PROBLEMA BREVE 1
Según el texto sobre el Che Guevara, ¿en qué dos lugares fracasó con el foquismo?
PROBLEMA BREVE 2
Transcribe del texto sobre el Che Guevara el fragmento que comienza en "Está el guerrillero" y termina en "puede serlo Perón.".

TEXTO

----

Guevara fue un personaje difícil para Cuba. Como ministro de Industrias, su voluntarismo chocó estrepitosamente con la realidad económica. Con el foquismo -su aporte a la doctrina revolucionaria- fracasó en el Congo y en Bolivia, donde su acción pareció más bien una inmolación. Pero el mito no atiende a estas realidades contingentes, y construye otras. El miserable cadáver de un Guevara exhausto y harapiento -mostrado por una foto poco conocida- fue dignamente acondicionado por sus ejecutores, y su imagen conmovedora colocó a Guevara muerto en la senda de Jesucristo. Esa foto, particularmente, sostiene un mito multiforme, pues Guevara es de muchos y de nadie en particular.
Está el guerrillero socialista. Pero también el nacionalista, con una bandera argentina junto a la estrella roja. La síntesis que en los años 70 hicieron FAR y Montoneros lo incorporó a la simbología del peronismo revolucionario. Hay una versión más imprecisa, con la que jóvenes no muy politizados espantan a sus padres burgueses: en ella el héroe romántico y misional oculta al ejecutor. Hay un Che del merchandising, que aparece en los lugares más insólitos y más difíciles de asociar con su vida de militante. En suma, es un mito de plasticidad ilimitada, como lo es Eva, y como no puede serlo Perón.
El Che, presente en varios panteones, fue sumado al relato kirchnerista. No como actor central, sino en el reparto. Tiene su museo y sus filmes, y en el Bicentenario fue incluido en la epopeya argentina, en mejor lugar que Sarmiento. Cubre un flanco importante: la épica, la acción y el voluntarismo, que desde la muerte de Néstor Kirchner se atribuye a una cierta juventud movilizada. Su aura debe cubrir a sus figuras visibles, que son -olvidemos a Boudou- Axel Kicillof, Mariano Recalde y Máximo Kirchner.
A diferencia del Che, la cotización de Perón está en baja con los Kirchner. Estrepitosamente. Su retrato está conspicuamente ausente en los actos públicos. Casi nadie lo recuerda el 8 de octubre. El 17 de octubre se ha cedido al sindicalismo peronista, que es cada vez más distinto del kirchnerismo. Quizá sea para no restar brillo al 27 de octubre, el día de la muerte y ascensión al éter de Néstor Kirchner.

----

LÍNEAS DE DATOS
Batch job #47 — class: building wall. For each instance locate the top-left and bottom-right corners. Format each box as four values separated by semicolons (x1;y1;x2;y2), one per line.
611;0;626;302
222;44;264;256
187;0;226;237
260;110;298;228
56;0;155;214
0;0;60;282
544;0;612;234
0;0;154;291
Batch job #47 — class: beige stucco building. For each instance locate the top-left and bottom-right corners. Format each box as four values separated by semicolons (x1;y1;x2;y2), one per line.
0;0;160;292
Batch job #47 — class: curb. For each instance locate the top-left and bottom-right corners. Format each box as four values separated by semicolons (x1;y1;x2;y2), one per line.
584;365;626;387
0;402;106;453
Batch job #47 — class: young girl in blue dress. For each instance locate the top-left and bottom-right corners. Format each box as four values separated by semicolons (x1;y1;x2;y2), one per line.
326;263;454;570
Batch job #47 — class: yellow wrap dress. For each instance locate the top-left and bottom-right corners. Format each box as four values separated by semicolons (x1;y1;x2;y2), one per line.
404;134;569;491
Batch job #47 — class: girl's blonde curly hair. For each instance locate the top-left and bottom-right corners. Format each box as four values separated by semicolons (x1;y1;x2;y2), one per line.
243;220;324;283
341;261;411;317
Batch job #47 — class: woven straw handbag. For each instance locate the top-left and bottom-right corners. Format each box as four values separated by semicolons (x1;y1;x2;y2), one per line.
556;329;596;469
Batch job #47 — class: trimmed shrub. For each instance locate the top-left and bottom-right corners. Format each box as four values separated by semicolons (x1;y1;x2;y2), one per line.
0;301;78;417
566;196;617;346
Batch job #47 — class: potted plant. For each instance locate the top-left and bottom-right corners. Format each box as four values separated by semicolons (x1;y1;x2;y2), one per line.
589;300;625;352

----

RESPUESTA COMPLETA 1
En el Congo y en Bolivia.

RESPUESTA COMPLETA 2
Está el guerrillero socialista. Pero también el nacionalista, con una bandera argentina junto a la estrella roja. La síntesis que en los años 70 hicieron FAR y Montoneros lo incorporó a la simbología del peronismo revolucionario. Hay una versión más imprecisa, con la que jóvenes no muy politizados espantan a sus padres burgueses: en ella el héroe romántico y misional oculta al ejecutor. Hay un Che del merchandising, que aparece en los lugares más insólitos y más difíciles de asociar con su vida de militante. En suma, es un mito de plasticidad ilimitada, como lo es Eva, y como no puede serlo Perón.